== Text under study ==
>>>
His third attempt occurred on the morning of May 1, 1966. Piantanida donned a bright orange suit and parachute harness. Secured inside a styrofoam-insulated gondola about the size of a portable toilet, he began his ascent for a planned super-sonic free fall from over 120,000 ft. However, ground controllers listening to the communications link with the Strato Jump III were startled by the sound of a whoosh of rushing air and a sudden, cut-off call over the radio to abort. Piantanida's suit had depressurized at about the 57,000 foot mark. Ground controllers immediately jettisoned the balloon at close to 56000 ft – higher than the cruising altitude for commercial jets – and for 25 minutes Piantanida's gondola parachuted to the ground. He barely survived the descent, having suffered massive tissue damage due to ebullism. The lack of oxygen left him brain damaged and in a coma from which he never recovered. Piantanida died four months later at the Veterans Hospital in Philadelphia, on August 29. He was buried in Holy Cross Cemetery in North Arlington, New Jersey.
<<<
== Collected data ==
>>>
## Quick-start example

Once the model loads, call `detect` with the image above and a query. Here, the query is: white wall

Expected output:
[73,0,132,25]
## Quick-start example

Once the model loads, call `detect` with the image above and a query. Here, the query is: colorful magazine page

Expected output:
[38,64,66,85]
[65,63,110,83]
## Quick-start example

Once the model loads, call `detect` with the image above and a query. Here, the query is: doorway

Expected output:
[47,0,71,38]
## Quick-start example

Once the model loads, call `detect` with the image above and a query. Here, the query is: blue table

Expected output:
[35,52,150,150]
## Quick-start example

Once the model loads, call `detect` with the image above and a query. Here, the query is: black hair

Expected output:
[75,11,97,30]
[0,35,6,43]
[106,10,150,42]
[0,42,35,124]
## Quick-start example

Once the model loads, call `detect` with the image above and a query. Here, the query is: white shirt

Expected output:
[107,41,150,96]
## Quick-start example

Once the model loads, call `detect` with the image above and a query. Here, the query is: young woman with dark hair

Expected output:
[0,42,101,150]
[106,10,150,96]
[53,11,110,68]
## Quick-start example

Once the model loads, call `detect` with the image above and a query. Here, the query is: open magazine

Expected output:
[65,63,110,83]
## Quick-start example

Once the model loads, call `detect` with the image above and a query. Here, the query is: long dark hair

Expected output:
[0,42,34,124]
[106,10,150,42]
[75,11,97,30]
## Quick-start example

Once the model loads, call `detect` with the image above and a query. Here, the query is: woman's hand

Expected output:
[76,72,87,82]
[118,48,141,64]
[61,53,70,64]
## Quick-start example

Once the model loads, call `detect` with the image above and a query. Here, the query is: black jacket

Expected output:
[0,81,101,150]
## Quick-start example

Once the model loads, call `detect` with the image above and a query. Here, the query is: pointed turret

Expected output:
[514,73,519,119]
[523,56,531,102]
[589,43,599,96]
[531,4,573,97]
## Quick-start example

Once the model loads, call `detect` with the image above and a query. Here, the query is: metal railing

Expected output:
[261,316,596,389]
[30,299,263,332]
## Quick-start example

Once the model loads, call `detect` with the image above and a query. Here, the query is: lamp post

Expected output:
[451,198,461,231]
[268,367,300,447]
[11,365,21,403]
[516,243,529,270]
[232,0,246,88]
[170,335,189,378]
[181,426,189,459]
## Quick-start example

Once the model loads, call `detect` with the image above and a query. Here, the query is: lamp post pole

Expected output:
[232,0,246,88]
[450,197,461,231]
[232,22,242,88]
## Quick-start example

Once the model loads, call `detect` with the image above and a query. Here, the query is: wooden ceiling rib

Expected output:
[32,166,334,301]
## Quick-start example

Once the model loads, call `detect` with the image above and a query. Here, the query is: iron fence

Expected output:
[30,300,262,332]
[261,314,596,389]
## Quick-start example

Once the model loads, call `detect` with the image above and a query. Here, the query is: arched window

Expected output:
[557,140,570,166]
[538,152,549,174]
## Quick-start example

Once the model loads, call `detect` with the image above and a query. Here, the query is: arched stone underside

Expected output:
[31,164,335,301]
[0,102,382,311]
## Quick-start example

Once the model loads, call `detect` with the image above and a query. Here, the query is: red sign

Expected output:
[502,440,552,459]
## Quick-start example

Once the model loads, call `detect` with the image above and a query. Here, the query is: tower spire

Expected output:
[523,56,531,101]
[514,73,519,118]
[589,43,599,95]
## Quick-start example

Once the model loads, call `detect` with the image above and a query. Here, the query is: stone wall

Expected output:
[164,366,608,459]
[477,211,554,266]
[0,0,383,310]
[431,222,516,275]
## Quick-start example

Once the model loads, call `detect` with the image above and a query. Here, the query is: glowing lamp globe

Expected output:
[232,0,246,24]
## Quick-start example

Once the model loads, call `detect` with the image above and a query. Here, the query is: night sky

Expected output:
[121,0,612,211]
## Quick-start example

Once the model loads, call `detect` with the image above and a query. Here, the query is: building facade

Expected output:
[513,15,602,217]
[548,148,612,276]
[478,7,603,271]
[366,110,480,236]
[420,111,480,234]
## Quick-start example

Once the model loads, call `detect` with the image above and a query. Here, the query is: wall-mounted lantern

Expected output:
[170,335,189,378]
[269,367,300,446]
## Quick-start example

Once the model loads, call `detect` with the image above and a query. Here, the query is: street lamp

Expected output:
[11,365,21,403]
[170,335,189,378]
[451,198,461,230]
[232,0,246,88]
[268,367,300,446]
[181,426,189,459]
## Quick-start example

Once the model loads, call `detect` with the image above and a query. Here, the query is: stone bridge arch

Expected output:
<<<
== Exercise tasks ==
A. In the account of Piantanida's third attempt, at about what altitude did his suit depressurize?
B. Summarize the account of Piantanida's third attempt in two sentences.
C. Write what comes next in the account of Piantanida's third attempt, starting after its final sentence.
The rows have no connection to the account of Piantanida's third attempt.

== Your written answers ==
A. At about 57,000 feet.

B. On May 1, 1966, Piantanida began ascending in a gondola for a planned supersonic free fall from over 120,000 feet, but his suit depressurized at about 57,000 feet, and ground controllers jettisoned the balloon. He suffered massive tissue damage from ebullism and brain damage from lack of oxygen, never came out of his coma, and died four months later, on August 29, at the Veterans Hospital in Philadelphia.

C.
The gondola of the Strato Jump III is preserved and displayed in the Boeing Aviation Hangar at the Smithsonian National Air and Space Museum's Steven F. Udvar-Hazy Center in Chantilly, Virginia.

==Personal life==
Piantanida was Roman Catholic. He married Janice McDowell in 1963, and they had three daughters: Donna, Diane, and Debbie. He was a cousin of Nat Hickey.

A film based on his life, entitled Angry Sky, premiered at the Tribeca Film Festival on April 22, 2015, and on ESPN as part of the 30 for 30 series on July 30, 2015.